Quoted passage ▸
○ ○ ○ ○ ○ ○ ○
Reporting Table Design

data-warehousenormalizationreporting

I'm writing a system that allows users to store values against each week in October and November and each day in December – starting from the first Monday. I'm holding the raw data entered by the users in a transactional set of tables (3NF I believe). Administrators will be pulling regular reports of that data. As a result, each time the user makes a save I want to extract the data into a denormalised MI table, to make the reporting faster, and help reduce locking on the transactional tables.

Bearing in mind that different years have different numbers of weeks in Oct and Nov, and different number of days in Dec (because we start from first Monday), what is a good design for the MI table? So, something like:

OctW1
OctW2
..
NovW4
NovW5
DecMon1
DecTues2
...
DecMon5
DecTue5  

I've considered:

  • creating a separate table for each year (tblMI_2012, tblMI_2013 etc), so the schema for each year is only defined once, and all the fields will be populated on each row.
  • creating a column for each possible value (so 31 fields for all the December dates) and only populating them when saving values for the respective calendar year.

Which pattern is the best?

Also, should I be also saving the date with the value (effectively doubling the column count)

OctW1
OctW1Date
OctW2
OctW2Date
etc

Apologies if this is really obvious, my first foray into creating an reporting table.
○ ○ ○ ○ ○ ○ ○
Data to examine ▸
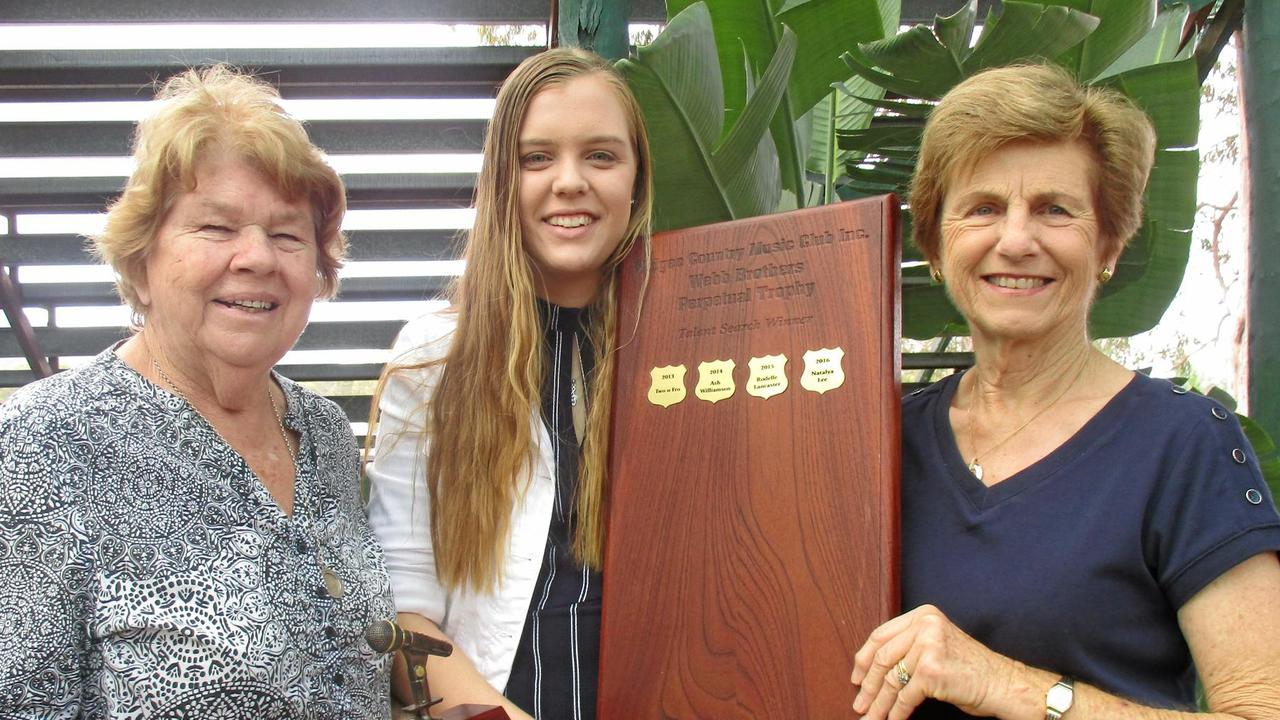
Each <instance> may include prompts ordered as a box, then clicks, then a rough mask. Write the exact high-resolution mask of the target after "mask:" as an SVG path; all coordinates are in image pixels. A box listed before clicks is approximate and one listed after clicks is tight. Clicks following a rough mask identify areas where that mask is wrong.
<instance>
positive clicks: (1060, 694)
mask: <svg viewBox="0 0 1280 720" xmlns="http://www.w3.org/2000/svg"><path fill="white" fill-rule="evenodd" d="M1073 700H1075V680H1074V679H1073V678H1070V676H1066V675H1064V676H1062V678H1061V679H1060V680H1059V682H1056V683H1053V687H1052V688H1050V689H1048V692H1047V693H1044V720H1062V715H1064V714H1066V711H1068V710H1070V708H1071V701H1073Z"/></svg>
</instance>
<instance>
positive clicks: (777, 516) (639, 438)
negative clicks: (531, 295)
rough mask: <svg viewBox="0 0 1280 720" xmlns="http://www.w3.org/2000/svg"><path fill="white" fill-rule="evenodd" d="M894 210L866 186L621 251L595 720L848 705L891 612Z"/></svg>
mask: <svg viewBox="0 0 1280 720" xmlns="http://www.w3.org/2000/svg"><path fill="white" fill-rule="evenodd" d="M896 224H897V201H896V199H893V197H892V196H884V197H878V199H869V200H859V201H850V202H841V204H837V205H827V206H823V208H815V209H808V210H797V211H791V213H783V214H778V215H771V217H765V218H753V219H748V220H737V222H731V223H722V224H716V225H707V227H701V228H690V229H685V231H677V232H668V233H660V234H658V236H655V237H654V238H653V258H652V264H650V273H649V277H648V283H645V273H644V265H643V259H641V258H639V256H637V254H634V255H632V256H631V258H628V259H627V260H626V263H625V265H623V270H622V272H623V274H622V282H621V288H620V293H621V295H620V301H621V305H620V320H618V337H620V346H621V347H620V351H618V366H617V382H616V386H614V388H616V389H614V401H613V402H614V410H613V411H614V419H613V438H612V451H611V452H612V455H611V482H612V496H611V510H609V538H608V544H607V548H605V573H604V615H603V629H602V648H600V653H602V659H600V696H599V711H600V717H602V719H603V720H645V719H659V717H663V719H664V717H678V719H709V717H714V719H763V717H787V719H791V720H803V719H827V717H854V715H852V711H851V710H850V705H851V703H852V700H854V691H852V687H851V685H850V683H849V674H850V671H851V670H852V664H854V657H852V656H854V652H855V651H856V650H858V647H860V646H861V643H863V642H864V641H865V638H867V634H868V633H869V632H870V630H872V629H873V628H874V626H877V625H878V624H879V623H883V621H884V620H887V619H888V618H891V616H892V615H893V614H895V612H896V611H897V589H899V585H897V559H899V539H897V538H899V533H897V530H899V520H897V518H899V498H897V475H899V424H900V423H899V418H900V395H899V393H900V380H899V374H900V355H899V334H900V322H899V314H897V313H899V310H897V307H899V304H897V299H899V290H897V273H899V251H897V227H896Z"/></svg>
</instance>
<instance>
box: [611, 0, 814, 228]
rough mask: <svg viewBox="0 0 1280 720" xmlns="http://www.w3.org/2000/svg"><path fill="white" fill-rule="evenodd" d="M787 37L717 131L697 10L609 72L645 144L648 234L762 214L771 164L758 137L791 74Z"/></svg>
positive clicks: (778, 45)
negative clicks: (653, 229) (634, 102)
mask: <svg viewBox="0 0 1280 720" xmlns="http://www.w3.org/2000/svg"><path fill="white" fill-rule="evenodd" d="M795 44H796V40H795V36H794V35H792V33H791V32H790V31H788V29H785V28H783V32H782V37H781V41H780V42H778V46H777V51H776V53H774V55H773V58H772V60H771V61H769V64H768V67H767V69H765V70H764V73H763V76H762V77H760V81H759V83H758V85H756V86H755V88H754V92H753V94H751V96H750V97H749V99H748V101H746V104H745V106H744V109H742V113H740V115H739V118H737V119H736V122H733V123H731V124H730V123H726V117H724V115H726V114H724V102H723V91H722V81H721V76H719V64H718V61H717V55H716V53H717V50H716V37H714V33H713V31H712V18H710V13H709V12H708V9H707V6H705V5H703V4H700V3H698V4H694V5H691V6H689V8H687V9H686V10H684V12H681V13H680V14H677V15H676V17H673V18H672V19H671V22H669V23H668V26H667V28H666V29H664V31H663V32H662V33H660V35H659V36H658V37H657V38H654V41H653V42H652V44H649V45H646V46H641V47H639V49H637V50H636V58H635V59H626V60H620V61H618V69H620V72H621V73H622V76H623V77H625V78H626V81H627V85H630V86H631V90H632V92H635V95H636V99H637V101H639V102H640V106H641V108H643V110H644V115H645V124H646V126H648V128H649V136H650V137H652V138H654V140H653V155H654V159H653V165H654V192H655V197H654V228H655V229H672V228H685V227H691V225H699V224H705V223H716V222H721V220H730V219H737V218H749V217H754V215H763V214H767V213H772V211H773V210H774V209H776V208H777V205H778V196H780V192H781V190H780V181H778V177H780V176H778V158H777V151H776V149H774V146H773V140H772V137H771V135H769V133H768V126H769V119H771V118H772V117H773V115H774V113H776V111H777V108H778V102H780V101H781V97H782V94H783V91H785V88H786V82H787V78H788V76H790V74H791V67H792V61H794V59H795Z"/></svg>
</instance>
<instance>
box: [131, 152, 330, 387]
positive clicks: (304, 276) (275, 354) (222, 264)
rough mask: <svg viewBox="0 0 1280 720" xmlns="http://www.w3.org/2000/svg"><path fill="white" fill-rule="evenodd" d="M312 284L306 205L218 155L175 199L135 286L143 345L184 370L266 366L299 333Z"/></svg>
mask: <svg viewBox="0 0 1280 720" xmlns="http://www.w3.org/2000/svg"><path fill="white" fill-rule="evenodd" d="M319 290H320V279H319V277H317V274H316V232H315V220H314V214H312V210H311V206H310V205H308V204H307V201H306V200H297V201H291V200H287V199H284V197H282V196H280V193H279V191H278V190H276V188H275V186H274V184H271V182H270V181H268V178H265V177H264V176H262V174H261V173H259V172H257V170H255V169H253V168H251V167H250V165H246V164H244V163H243V161H242V160H239V159H237V158H234V156H230V155H225V154H219V152H212V154H210V156H209V158H205V159H204V160H201V163H200V164H198V167H197V169H196V187H195V190H191V191H189V192H182V193H179V195H178V196H177V197H175V199H174V202H173V208H172V209H170V210H169V213H168V215H165V219H164V223H161V225H160V228H159V229H157V231H156V238H155V241H154V245H152V250H151V254H150V256H148V258H147V261H146V275H145V278H143V279H142V282H140V283H138V287H137V292H138V299H140V300H141V302H142V305H145V307H146V313H145V316H146V333H147V336H148V337H150V338H151V342H152V343H154V345H152V346H154V347H155V346H157V348H161V350H163V352H164V355H165V359H166V361H168V363H169V364H173V365H175V369H179V370H180V372H184V373H193V372H198V370H196V368H198V366H204V368H206V369H210V365H216V364H223V365H225V366H233V368H255V369H256V368H261V369H262V370H264V372H265V370H266V369H269V368H270V366H271V365H274V364H275V363H276V361H278V360H279V359H280V357H282V356H283V355H284V354H285V352H287V351H288V350H289V348H291V347H292V346H293V343H294V342H296V341H297V338H298V336H300V334H302V329H303V328H305V327H306V324H307V316H308V315H310V313H311V302H312V301H314V300H315V297H316V293H317V292H319Z"/></svg>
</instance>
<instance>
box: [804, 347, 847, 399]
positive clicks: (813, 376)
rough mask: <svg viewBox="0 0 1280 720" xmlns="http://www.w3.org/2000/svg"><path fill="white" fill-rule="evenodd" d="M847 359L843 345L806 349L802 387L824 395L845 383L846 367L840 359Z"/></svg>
mask: <svg viewBox="0 0 1280 720" xmlns="http://www.w3.org/2000/svg"><path fill="white" fill-rule="evenodd" d="M844 359H845V350H844V348H841V347H823V348H822V350H806V351H805V354H804V373H801V374H800V387H803V388H805V389H808V391H812V392H817V393H818V395H822V393H824V392H827V391H828V389H836V388H837V387H840V386H842V384H845V369H844V368H842V366H841V365H840V361H841V360H844Z"/></svg>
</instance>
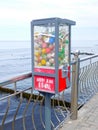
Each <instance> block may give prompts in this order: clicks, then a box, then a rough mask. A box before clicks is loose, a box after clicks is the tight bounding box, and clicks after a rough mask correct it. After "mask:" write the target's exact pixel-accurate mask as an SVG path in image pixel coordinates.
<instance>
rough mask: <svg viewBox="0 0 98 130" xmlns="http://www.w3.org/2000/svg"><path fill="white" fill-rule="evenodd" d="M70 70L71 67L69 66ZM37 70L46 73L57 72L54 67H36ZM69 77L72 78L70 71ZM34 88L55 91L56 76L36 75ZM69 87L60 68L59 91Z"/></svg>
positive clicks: (59, 78)
mask: <svg viewBox="0 0 98 130" xmlns="http://www.w3.org/2000/svg"><path fill="white" fill-rule="evenodd" d="M68 70H70V67H68ZM35 71H36V72H44V73H50V74H53V73H55V70H54V69H46V68H35ZM68 78H69V79H70V72H69V73H68ZM34 88H35V90H38V91H43V92H49V93H55V78H53V77H47V76H39V75H36V76H34ZM66 88H67V85H66V78H62V69H59V84H58V92H61V91H63V90H65V89H66Z"/></svg>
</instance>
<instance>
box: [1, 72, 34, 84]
mask: <svg viewBox="0 0 98 130" xmlns="http://www.w3.org/2000/svg"><path fill="white" fill-rule="evenodd" d="M30 77H32V73H31V72H29V73H25V74H21V75H18V76H15V77H14V78H10V79H8V80H4V81H0V86H5V85H8V84H12V83H15V82H17V81H20V80H24V79H27V78H30Z"/></svg>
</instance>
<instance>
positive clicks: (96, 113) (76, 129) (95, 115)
mask: <svg viewBox="0 0 98 130" xmlns="http://www.w3.org/2000/svg"><path fill="white" fill-rule="evenodd" d="M60 130H98V93H97V94H96V95H95V96H94V97H93V98H92V99H91V100H90V101H88V102H87V103H86V104H85V105H84V106H83V107H82V108H81V109H80V110H79V113H78V119H77V120H74V121H73V120H68V121H67V122H66V123H65V124H64V125H63V127H62V128H61V129H60Z"/></svg>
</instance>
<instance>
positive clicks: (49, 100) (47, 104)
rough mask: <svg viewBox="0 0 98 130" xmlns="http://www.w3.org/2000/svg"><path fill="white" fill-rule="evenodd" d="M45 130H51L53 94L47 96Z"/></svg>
mask: <svg viewBox="0 0 98 130" xmlns="http://www.w3.org/2000/svg"><path fill="white" fill-rule="evenodd" d="M45 130H51V94H49V93H46V94H45Z"/></svg>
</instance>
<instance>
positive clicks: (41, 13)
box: [0, 0, 98, 47]
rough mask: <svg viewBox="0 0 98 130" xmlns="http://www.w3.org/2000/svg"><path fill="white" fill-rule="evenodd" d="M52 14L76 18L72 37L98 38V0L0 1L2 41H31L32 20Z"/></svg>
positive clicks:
○ ○ ○ ○ ○ ○ ○
Exercise requirements ▸
1. From the reporting table question, repeat the passage that begins at the words "data-warehousenormalizationreporting" and stops after "the transactional tables.".
2. Answer these from the reporting table question:
(a) In which month are values stored against each day rather than each week?
(b) What table name is given as the example for 2012 under the one-table-per-year option?
(c) How many fields for the December dates does the one-column-per-value option call for?
The material above isn't needed for this work.

Answers per task ▸
1.
data-warehousenormalizationreporting

I'm writing a system that allows users to store values against each week in October and November and each day in December – starting from the first Monday. I'm holding the raw data entered by the users in a transactional set of tables (3NF I believe). Administrators will be pulling regular reports of that data. As a result, each time the user makes a save I want to extract the data into a denormalised MI table, to make the reporting faster, and help reduce locking on the transactional tables.

2.
(a) December
(b) tblMI_2012
(c) 31